_TRY IT_.
For this exercise, an exact copy is needed of only the lines from the one containing "on the yellow" through the end of the data, with pictures left out.

_LISTED RECORDS_.
>>

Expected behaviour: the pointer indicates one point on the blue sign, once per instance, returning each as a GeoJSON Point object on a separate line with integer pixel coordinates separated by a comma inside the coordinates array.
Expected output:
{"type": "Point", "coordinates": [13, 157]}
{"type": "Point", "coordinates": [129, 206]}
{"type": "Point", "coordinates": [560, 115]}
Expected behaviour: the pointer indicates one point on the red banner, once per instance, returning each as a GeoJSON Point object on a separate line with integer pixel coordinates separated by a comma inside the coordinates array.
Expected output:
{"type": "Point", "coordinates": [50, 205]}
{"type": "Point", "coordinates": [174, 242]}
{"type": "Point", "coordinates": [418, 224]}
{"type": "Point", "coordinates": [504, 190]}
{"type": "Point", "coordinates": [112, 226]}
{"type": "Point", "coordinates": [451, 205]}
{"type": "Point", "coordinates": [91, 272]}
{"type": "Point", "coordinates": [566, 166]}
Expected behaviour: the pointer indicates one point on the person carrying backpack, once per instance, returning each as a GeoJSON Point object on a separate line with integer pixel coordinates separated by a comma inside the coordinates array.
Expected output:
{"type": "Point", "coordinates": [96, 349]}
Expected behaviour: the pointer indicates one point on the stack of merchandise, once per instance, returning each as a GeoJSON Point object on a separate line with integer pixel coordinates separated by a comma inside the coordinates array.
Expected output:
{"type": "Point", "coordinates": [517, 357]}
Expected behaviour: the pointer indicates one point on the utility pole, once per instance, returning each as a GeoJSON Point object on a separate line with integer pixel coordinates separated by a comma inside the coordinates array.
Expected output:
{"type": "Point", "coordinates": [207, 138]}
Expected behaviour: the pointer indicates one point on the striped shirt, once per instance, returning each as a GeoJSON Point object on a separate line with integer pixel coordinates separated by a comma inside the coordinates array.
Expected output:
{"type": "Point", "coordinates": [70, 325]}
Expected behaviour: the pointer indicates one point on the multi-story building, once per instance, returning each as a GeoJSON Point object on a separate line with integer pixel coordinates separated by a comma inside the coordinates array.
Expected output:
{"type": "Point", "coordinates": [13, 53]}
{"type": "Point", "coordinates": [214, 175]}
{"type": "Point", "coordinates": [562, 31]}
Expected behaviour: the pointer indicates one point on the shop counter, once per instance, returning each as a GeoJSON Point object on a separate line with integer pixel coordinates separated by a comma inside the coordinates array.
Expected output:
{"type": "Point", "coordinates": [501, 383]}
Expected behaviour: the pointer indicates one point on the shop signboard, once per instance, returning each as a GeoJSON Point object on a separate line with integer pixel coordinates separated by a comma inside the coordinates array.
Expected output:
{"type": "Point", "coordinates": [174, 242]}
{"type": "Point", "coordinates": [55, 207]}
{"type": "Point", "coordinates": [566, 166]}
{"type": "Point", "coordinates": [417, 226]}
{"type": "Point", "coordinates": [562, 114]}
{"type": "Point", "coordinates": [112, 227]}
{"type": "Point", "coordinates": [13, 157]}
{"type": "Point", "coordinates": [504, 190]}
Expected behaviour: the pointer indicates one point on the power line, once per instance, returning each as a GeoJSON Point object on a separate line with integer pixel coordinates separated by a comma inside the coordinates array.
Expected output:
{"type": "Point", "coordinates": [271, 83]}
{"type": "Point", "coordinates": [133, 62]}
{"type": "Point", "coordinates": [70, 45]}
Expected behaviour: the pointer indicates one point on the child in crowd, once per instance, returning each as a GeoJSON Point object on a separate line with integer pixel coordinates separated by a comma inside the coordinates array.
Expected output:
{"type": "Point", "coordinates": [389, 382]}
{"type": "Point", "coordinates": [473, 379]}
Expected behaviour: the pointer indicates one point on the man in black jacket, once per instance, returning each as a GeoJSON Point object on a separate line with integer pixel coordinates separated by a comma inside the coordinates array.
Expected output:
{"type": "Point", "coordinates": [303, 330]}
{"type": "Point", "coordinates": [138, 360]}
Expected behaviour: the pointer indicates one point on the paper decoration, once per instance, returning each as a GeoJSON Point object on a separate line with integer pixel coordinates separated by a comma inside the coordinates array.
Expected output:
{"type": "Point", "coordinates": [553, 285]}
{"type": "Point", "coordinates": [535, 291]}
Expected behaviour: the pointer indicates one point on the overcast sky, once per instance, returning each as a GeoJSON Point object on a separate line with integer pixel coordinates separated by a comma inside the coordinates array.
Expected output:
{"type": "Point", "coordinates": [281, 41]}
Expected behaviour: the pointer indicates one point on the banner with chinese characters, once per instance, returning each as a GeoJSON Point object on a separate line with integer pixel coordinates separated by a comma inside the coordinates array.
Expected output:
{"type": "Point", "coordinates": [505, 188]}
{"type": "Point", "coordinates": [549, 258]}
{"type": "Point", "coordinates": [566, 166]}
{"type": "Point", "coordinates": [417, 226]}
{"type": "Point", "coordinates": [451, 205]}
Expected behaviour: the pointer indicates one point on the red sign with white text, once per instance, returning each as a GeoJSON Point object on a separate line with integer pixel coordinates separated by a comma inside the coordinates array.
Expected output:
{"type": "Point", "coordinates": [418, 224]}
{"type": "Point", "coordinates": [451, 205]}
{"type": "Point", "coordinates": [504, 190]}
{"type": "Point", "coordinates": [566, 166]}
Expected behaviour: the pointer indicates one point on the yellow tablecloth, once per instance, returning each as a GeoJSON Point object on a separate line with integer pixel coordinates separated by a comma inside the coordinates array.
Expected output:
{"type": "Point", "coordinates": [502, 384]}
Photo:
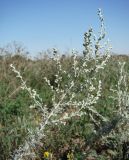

<<

_SOLUTION_.
Expected behaviour: the pointer indicates one point on the yellow tablecloth, once per instance, returning each as a GeoJSON Point object on a separate line with integer pixel coordinates separated by a comma inside the coordinates array.
Expected output:
{"type": "Point", "coordinates": [502, 384]}
Photo:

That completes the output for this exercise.